**SOAL A:**
Menurut teks tentang hilirisasi kakao, di mana letak pabrik cokelat PT Rosso Bianco yang diresmikan?

**TEKS KUTIPAN:**
____________________

Ekonomi

Hilirisasi Kakao Jadi Sumber Ekonomi Baru, Menkop UKM Apresiasi Pipiltin Cocoa

Indonesia, sebagai salah satu produsen utama kakao di dunia, memiliki potensi besar dalam industri ini.

By Deri Dahuri  | Sokoguru.Id
28 Juli 2024
Produk hiliriasi kakao, Pipiltin Cocoa, dari PT Rosso Bianco, Bogor, Jawa Barat. (Ist/Kemenkop UKM)

MENTERI Koperasi dan Usaha Kecil Menengah (Menkop UKM) Teten Masduki mengungkapkan bahwa hilirisasi produk kakao menjadi sumber ekonomi baru dengan mengolahnya menjadi produk bernilai tinggi. 

 

Indonesia, sebagai salah satu produsen utama kakao di dunia, memiliki potensi besar dalam industri ini.

 

Dalam peresmian pabrik cokelat PT Rosso Bianco, pemilik brand Pipiltin Cocoa di Gunung Sindur, Bogor, Jawa Barat, baru-baru ini, Teten mengapresiasi Pipiltin yang sukses melakukan hilirisasi dari biji kakao menjadi cokelat siap konsumsi untuk pasar domestik dan ekspor.

____________________

**SOAL B:**
Kumpulkan setiap baris dalam catatan di bawah yang memuat kata "beard", dengan huruf besar dan huruf kecil dibedakan.

____________________

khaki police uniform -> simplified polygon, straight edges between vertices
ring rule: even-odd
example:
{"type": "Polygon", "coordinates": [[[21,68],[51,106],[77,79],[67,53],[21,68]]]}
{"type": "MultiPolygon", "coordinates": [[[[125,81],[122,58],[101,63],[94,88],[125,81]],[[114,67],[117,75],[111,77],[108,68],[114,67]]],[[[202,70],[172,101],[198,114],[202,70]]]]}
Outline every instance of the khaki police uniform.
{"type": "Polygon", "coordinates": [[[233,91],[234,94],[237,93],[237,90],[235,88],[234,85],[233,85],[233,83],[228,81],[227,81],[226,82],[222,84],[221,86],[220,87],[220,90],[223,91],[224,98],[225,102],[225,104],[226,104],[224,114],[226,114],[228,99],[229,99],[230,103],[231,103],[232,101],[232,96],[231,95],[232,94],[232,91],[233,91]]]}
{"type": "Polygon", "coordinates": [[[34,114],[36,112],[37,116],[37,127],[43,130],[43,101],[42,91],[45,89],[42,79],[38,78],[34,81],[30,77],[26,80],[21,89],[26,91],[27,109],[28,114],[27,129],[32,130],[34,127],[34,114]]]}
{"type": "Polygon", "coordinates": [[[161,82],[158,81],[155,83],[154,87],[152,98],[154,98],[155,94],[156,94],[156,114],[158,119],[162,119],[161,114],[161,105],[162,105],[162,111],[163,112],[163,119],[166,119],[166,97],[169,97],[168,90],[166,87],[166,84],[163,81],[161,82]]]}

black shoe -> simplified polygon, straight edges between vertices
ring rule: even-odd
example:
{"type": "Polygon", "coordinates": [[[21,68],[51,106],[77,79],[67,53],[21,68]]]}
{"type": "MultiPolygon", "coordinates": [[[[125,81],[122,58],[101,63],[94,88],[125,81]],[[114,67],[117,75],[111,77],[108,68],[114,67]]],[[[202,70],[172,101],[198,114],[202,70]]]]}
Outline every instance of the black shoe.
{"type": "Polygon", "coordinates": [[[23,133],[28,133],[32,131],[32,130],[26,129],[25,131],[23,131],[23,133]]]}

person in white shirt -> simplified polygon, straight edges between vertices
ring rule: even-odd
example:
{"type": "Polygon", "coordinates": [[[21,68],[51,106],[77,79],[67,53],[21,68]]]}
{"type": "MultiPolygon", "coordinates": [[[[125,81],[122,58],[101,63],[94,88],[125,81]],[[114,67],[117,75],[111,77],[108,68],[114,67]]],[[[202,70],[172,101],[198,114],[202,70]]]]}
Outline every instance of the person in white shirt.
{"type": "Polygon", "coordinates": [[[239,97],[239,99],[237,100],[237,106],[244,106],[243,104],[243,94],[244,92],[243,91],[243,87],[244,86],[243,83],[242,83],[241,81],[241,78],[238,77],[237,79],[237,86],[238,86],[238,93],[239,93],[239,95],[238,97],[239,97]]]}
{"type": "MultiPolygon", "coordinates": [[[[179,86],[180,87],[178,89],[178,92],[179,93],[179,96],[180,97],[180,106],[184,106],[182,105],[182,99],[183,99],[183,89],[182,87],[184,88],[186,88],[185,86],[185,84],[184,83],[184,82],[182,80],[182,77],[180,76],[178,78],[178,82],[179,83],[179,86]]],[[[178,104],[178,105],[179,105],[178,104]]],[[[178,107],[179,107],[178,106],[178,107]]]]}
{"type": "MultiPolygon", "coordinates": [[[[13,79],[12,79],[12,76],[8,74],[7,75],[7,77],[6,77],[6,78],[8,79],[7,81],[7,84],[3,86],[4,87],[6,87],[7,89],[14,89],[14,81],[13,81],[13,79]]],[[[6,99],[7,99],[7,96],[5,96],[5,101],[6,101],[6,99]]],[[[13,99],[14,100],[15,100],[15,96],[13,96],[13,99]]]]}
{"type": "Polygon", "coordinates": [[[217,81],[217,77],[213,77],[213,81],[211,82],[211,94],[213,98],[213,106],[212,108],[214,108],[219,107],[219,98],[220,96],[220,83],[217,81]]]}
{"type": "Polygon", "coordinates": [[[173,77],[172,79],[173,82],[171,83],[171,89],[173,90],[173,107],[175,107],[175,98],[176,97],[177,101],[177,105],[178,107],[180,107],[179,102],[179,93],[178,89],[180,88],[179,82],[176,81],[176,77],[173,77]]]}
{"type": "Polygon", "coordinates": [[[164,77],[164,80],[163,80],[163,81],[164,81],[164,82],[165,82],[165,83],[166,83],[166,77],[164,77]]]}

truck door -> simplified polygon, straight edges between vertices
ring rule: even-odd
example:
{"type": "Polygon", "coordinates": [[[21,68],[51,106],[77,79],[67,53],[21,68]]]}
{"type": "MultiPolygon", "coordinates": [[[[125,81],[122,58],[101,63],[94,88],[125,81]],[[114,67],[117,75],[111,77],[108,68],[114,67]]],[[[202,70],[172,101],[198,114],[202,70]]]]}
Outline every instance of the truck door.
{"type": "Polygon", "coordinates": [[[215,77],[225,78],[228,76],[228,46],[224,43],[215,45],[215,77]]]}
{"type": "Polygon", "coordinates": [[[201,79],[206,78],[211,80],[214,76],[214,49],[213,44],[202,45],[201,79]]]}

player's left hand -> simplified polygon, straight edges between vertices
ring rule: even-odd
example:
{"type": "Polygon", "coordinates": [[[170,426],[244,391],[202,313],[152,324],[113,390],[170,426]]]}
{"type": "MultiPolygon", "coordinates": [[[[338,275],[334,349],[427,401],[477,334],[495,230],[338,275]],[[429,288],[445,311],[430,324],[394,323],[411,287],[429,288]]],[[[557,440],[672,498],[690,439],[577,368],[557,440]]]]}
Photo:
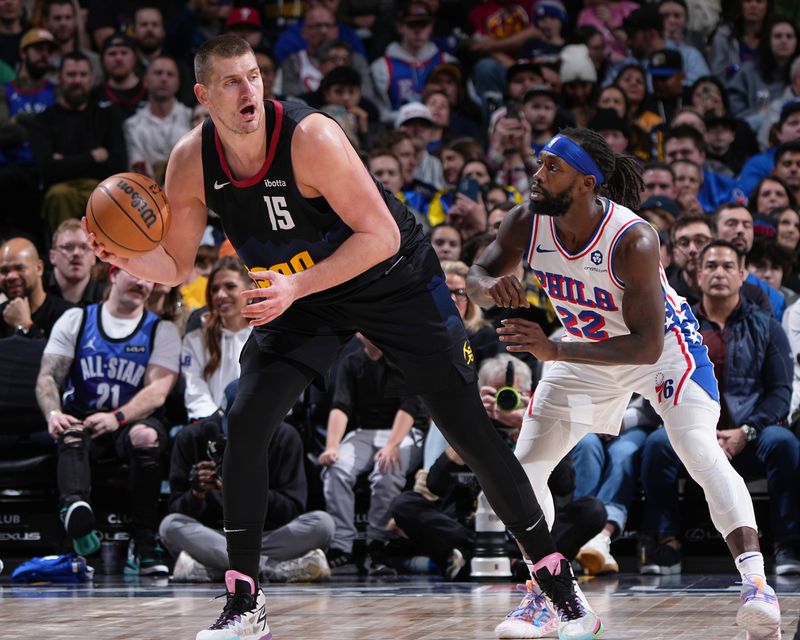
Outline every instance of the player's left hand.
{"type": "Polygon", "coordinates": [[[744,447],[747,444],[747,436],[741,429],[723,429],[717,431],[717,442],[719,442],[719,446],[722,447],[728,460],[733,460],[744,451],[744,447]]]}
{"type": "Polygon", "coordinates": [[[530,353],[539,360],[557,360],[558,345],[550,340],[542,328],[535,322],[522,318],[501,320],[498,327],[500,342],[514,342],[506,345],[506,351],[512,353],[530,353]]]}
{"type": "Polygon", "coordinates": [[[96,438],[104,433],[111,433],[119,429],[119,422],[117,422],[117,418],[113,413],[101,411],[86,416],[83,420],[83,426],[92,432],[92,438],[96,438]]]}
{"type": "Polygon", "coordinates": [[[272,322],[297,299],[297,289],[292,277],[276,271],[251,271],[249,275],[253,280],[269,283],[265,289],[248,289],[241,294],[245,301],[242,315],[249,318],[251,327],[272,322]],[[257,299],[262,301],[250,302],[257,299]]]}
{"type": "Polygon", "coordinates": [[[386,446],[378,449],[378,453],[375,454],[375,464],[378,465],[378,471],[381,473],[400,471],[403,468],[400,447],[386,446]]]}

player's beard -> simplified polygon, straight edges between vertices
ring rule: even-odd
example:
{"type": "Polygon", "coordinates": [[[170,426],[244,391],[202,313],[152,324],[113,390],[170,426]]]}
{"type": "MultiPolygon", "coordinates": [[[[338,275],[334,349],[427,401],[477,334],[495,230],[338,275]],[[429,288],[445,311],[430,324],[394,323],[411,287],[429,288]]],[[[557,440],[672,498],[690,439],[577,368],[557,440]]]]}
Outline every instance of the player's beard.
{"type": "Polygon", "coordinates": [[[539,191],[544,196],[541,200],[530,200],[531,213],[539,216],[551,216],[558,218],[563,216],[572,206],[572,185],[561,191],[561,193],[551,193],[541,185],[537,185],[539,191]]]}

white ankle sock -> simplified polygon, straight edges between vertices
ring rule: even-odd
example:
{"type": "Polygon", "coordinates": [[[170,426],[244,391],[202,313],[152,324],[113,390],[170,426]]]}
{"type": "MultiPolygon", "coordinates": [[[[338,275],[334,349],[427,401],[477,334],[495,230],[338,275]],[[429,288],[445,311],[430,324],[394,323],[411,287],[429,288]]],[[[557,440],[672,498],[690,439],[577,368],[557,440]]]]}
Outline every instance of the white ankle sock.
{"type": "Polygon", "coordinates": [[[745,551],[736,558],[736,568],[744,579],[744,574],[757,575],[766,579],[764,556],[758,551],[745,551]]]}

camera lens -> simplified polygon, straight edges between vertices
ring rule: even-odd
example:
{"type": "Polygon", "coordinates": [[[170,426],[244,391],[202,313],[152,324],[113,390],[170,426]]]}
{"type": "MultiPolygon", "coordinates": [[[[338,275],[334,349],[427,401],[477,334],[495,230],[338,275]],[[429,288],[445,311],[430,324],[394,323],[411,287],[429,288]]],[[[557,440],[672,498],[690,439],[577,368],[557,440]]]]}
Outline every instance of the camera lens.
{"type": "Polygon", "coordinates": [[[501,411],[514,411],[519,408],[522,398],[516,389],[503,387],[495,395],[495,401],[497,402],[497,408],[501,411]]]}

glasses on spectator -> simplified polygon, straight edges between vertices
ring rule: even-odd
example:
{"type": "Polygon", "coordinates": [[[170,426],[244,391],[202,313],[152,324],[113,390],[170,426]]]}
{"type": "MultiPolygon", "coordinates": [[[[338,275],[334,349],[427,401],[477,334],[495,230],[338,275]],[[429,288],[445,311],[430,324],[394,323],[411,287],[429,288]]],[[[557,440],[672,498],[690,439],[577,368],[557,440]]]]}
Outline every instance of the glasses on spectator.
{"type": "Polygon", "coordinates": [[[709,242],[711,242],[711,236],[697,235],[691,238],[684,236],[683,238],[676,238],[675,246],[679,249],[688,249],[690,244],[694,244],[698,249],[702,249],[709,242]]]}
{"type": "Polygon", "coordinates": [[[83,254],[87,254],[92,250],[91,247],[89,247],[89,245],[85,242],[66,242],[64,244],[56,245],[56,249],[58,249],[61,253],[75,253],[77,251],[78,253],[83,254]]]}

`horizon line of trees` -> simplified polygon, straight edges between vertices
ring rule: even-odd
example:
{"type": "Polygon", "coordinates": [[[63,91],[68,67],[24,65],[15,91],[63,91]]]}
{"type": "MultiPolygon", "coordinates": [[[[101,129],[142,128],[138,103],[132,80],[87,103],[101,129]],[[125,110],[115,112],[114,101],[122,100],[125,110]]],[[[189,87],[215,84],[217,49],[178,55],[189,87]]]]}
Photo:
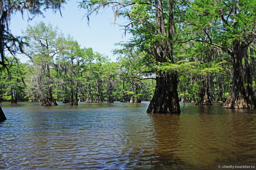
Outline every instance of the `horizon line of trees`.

____________________

**JAWABAN LATIHAN A:**
Di Gunung Sindur, Bogor, Jawa Barat.

**JAWABAN LATIHAN B:**
player's beard -> simplified polygon, straight edges between vertices
Outline every instance of the player's beard.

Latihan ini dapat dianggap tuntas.